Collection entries

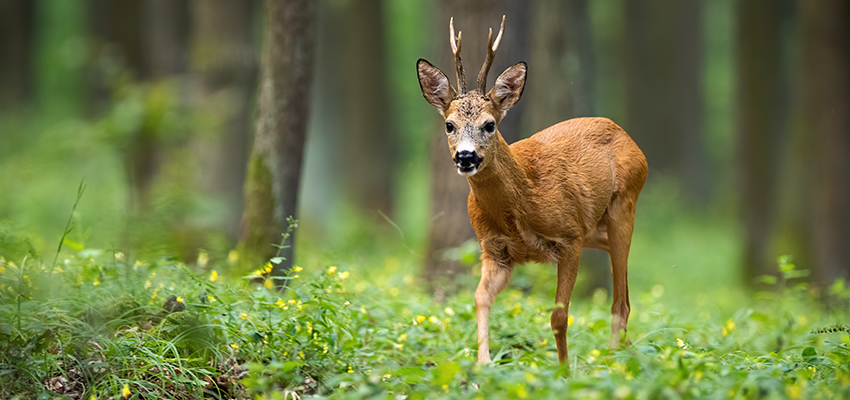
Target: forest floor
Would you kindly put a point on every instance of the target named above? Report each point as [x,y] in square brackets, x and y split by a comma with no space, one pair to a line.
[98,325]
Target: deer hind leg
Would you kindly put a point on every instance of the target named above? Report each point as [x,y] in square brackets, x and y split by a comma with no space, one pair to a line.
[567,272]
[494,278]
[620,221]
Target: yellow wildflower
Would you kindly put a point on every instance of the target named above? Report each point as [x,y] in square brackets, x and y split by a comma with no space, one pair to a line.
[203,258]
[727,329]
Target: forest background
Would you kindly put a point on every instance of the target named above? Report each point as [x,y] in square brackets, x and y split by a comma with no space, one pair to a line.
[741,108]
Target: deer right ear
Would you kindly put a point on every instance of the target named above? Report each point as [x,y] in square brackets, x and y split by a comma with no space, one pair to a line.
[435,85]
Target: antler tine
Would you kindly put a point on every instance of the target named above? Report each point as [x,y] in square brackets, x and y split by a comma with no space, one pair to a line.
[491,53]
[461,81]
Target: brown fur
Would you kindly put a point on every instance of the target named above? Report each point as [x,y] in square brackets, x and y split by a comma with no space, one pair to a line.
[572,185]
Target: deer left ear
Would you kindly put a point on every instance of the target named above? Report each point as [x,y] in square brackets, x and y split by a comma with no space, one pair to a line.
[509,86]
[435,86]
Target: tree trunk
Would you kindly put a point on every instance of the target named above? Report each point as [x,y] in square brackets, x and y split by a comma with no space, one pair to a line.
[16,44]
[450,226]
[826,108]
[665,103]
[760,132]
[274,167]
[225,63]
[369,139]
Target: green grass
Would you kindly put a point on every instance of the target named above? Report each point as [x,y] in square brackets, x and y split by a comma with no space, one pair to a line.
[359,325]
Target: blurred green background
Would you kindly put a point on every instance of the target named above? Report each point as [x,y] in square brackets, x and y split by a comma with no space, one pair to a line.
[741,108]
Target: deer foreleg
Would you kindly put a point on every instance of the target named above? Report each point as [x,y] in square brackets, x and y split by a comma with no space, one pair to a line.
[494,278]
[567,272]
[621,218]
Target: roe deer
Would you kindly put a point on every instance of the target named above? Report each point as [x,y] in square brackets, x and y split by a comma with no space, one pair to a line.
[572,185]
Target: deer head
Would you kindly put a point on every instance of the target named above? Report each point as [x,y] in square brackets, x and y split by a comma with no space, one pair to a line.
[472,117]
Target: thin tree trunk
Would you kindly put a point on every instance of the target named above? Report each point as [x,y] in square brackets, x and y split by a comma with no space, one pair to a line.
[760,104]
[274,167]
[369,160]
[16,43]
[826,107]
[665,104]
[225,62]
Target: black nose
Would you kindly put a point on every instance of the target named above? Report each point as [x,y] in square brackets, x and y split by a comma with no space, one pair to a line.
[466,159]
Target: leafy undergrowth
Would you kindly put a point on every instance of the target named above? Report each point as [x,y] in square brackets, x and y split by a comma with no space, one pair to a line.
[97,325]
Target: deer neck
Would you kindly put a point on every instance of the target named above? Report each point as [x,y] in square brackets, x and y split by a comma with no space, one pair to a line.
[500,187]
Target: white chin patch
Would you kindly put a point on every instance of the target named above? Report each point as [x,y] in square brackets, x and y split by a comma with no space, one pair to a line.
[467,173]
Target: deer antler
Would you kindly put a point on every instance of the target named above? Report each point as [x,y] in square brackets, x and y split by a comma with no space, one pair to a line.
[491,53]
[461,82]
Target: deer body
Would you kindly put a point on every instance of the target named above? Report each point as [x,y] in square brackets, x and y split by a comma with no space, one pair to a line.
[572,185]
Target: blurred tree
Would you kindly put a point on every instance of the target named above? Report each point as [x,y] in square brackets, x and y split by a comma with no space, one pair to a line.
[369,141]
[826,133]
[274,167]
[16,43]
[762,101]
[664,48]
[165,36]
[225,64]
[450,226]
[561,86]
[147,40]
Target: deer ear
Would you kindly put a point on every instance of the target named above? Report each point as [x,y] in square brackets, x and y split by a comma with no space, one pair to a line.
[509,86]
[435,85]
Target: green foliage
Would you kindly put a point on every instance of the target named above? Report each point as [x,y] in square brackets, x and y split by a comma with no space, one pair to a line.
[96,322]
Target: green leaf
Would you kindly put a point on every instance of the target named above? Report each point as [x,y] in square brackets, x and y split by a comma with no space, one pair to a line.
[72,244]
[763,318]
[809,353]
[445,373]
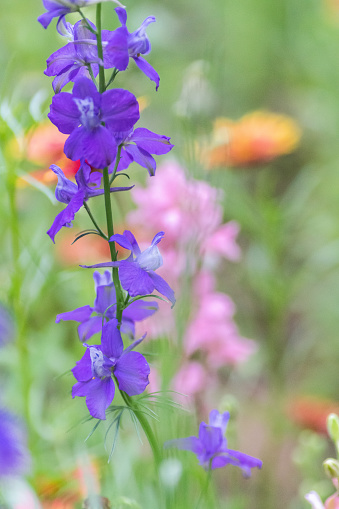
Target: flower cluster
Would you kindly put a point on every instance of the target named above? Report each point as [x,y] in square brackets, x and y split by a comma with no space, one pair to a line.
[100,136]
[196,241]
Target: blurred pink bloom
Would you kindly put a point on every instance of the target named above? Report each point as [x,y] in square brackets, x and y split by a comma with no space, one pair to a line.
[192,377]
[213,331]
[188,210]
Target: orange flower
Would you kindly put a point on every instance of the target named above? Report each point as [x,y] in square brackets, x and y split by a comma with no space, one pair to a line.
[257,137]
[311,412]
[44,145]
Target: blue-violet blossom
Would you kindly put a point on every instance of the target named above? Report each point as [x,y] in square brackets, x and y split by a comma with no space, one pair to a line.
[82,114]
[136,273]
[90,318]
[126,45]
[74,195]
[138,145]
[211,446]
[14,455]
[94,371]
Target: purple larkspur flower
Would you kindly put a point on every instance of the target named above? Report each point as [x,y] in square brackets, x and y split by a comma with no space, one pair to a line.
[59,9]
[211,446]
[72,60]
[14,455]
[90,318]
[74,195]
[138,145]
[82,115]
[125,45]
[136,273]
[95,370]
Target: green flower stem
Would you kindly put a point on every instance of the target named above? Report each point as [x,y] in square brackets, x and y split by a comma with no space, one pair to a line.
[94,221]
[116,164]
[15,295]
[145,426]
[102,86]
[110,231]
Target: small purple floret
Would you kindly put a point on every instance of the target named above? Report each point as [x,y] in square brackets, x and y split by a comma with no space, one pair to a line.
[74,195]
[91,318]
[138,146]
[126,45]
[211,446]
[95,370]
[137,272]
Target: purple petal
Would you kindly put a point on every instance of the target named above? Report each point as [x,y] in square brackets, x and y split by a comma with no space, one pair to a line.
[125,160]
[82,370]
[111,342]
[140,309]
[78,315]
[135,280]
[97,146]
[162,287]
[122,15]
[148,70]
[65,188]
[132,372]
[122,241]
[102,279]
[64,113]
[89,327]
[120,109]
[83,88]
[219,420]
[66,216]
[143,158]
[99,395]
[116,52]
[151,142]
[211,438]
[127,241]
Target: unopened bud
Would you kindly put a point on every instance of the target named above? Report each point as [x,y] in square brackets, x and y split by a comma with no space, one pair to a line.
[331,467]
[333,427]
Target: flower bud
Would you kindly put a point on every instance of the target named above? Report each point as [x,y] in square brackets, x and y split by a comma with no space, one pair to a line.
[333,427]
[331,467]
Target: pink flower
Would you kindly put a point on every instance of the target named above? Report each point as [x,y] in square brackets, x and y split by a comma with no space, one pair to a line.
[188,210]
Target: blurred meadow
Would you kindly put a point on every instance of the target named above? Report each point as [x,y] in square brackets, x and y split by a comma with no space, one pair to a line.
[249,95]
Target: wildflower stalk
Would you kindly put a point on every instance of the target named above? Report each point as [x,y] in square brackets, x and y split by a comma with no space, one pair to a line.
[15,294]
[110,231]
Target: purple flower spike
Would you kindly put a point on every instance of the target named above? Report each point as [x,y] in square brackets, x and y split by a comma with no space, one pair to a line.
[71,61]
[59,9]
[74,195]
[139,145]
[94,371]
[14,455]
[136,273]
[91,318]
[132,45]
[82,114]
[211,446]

--

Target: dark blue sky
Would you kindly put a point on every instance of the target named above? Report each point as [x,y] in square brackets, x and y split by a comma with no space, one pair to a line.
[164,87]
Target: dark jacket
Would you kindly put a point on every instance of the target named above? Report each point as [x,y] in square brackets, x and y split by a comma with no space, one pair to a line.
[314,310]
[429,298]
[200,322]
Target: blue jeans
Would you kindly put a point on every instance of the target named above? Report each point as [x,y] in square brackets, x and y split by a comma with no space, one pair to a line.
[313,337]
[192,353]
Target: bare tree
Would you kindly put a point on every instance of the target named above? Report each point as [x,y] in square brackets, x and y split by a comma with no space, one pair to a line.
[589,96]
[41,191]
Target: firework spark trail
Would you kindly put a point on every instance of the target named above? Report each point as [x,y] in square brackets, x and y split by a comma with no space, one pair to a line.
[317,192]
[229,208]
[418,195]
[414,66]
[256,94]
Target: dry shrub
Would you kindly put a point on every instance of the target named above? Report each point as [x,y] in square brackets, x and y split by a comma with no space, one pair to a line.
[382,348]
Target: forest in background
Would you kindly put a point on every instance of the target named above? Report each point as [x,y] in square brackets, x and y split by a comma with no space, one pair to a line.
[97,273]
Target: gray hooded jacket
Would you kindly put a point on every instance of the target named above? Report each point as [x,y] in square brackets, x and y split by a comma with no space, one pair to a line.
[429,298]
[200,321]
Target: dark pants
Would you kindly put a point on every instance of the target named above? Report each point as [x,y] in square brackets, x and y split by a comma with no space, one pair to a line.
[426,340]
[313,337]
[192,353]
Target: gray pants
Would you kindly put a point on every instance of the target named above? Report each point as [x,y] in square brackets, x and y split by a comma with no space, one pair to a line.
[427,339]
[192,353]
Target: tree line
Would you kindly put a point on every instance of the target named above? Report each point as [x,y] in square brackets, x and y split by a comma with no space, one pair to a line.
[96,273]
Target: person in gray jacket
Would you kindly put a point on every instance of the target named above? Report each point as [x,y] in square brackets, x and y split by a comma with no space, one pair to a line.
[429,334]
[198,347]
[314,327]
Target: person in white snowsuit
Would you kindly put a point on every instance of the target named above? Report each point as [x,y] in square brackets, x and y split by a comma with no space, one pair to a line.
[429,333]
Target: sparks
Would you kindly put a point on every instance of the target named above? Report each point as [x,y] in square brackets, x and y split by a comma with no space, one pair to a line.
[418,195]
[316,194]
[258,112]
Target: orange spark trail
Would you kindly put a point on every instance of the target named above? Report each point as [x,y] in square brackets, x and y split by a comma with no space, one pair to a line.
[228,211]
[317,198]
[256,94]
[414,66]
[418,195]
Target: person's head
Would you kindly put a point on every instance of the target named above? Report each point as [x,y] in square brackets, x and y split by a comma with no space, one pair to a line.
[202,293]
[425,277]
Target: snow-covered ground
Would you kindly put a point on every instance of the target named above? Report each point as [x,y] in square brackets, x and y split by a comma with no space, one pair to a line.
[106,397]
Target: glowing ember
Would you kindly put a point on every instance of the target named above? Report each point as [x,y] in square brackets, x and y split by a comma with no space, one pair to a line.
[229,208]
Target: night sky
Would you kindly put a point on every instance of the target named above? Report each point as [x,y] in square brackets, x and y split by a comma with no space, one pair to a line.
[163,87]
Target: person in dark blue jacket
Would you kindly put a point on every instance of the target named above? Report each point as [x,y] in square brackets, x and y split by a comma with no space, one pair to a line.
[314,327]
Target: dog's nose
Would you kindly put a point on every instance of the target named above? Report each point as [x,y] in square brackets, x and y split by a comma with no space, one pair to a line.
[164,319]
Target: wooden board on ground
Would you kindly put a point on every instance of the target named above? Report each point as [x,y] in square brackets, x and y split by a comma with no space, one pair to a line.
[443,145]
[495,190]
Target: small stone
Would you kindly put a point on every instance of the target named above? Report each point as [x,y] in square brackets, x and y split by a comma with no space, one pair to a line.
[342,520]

* * *

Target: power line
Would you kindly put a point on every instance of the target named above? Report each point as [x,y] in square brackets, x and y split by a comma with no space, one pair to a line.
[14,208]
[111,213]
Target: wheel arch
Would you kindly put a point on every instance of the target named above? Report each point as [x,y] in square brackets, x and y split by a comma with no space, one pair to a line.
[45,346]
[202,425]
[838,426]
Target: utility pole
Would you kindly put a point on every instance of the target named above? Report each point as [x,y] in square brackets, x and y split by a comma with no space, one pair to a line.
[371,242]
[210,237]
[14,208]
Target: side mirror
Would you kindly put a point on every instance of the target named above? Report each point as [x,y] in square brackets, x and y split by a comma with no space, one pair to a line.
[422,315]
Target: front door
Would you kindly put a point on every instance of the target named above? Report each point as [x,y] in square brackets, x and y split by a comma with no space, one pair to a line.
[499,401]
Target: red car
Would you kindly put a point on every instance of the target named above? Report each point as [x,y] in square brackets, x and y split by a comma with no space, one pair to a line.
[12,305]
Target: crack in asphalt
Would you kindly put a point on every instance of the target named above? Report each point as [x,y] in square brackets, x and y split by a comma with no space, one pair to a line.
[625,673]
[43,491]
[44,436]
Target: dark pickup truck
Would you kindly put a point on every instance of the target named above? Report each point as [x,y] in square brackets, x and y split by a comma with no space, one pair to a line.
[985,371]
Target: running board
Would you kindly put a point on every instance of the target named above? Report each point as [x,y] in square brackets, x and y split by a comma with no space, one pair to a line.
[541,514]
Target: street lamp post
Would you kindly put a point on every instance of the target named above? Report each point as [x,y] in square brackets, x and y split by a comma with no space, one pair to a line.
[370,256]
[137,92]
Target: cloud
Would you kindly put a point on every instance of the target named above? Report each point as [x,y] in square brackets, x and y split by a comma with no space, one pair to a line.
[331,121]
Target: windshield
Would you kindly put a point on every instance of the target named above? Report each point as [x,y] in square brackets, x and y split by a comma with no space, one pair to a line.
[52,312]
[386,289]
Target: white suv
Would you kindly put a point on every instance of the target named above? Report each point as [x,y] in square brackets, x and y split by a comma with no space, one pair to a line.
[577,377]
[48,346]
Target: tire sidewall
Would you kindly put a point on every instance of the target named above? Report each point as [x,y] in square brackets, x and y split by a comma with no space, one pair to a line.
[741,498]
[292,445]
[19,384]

### Stated problem:
How many lines in the items above contain the string "trail"? Reply with the number alone.

### Answer to the task:
2